[Labeled-object pointing entries]
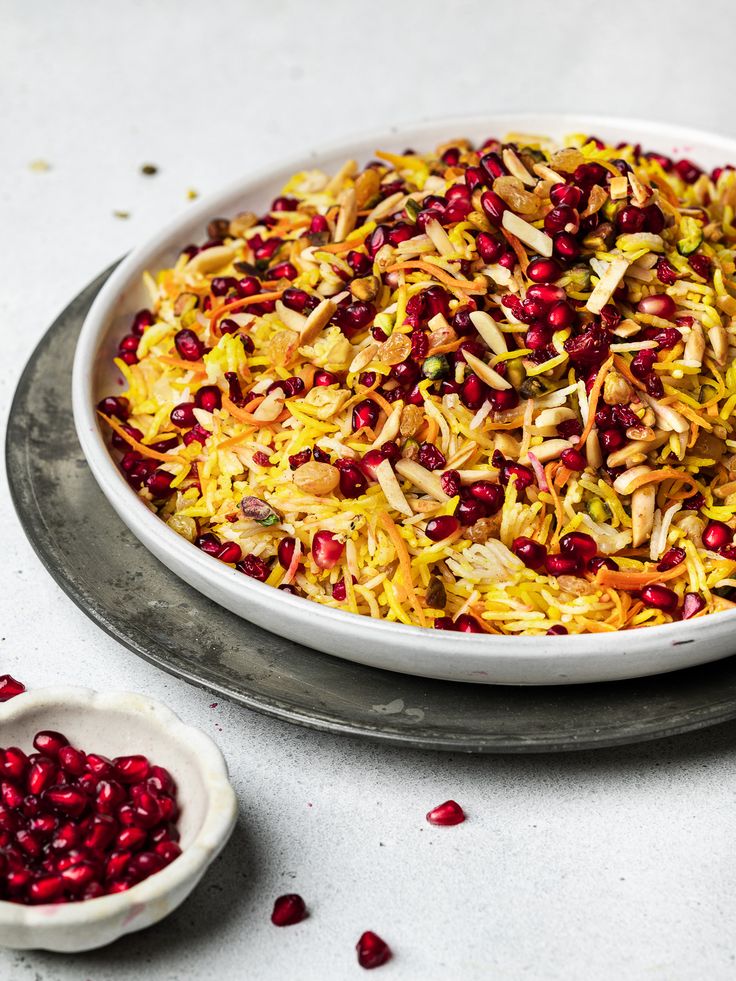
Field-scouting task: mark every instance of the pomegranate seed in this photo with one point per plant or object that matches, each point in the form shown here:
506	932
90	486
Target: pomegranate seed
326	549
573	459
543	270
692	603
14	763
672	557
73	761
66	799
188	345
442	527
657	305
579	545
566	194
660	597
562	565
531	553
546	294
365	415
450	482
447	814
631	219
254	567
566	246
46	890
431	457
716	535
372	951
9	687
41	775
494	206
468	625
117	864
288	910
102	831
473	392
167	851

==

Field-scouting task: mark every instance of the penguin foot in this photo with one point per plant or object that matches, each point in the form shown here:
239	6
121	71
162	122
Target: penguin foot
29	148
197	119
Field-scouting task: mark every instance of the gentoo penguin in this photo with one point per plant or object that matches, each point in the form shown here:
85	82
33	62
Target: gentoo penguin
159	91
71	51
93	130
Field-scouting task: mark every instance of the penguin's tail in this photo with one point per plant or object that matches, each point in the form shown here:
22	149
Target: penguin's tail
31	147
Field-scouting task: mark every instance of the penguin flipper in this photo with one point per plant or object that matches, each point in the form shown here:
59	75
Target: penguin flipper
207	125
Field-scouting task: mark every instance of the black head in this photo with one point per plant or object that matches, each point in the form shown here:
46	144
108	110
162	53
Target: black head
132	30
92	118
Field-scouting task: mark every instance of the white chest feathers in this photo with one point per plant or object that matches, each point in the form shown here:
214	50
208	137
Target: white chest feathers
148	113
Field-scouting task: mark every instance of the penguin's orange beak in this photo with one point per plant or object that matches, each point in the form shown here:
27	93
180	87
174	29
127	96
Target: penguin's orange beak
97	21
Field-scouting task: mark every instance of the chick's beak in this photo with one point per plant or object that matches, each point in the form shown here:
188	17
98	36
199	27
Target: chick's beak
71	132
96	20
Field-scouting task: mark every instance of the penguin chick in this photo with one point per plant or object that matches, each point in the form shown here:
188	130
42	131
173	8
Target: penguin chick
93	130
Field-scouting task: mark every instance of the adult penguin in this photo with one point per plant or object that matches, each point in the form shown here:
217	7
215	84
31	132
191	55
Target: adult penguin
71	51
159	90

...

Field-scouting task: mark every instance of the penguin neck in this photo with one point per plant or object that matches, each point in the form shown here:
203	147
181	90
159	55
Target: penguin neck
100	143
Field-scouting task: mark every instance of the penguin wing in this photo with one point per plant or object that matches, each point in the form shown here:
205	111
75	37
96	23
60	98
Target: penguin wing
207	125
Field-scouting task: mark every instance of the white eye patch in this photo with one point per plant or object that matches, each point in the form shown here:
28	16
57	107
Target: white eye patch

# WHAT IS NEEDED:
Report every line of the data above that contains the word "seed", copying each one in full.

# WRITTEN RESPONSE:
Field-scouting task: mark every instance of the pomegranate seed in this photo with one point per plant or object that matches, each point in the form shown here:
Target: pomegranate seed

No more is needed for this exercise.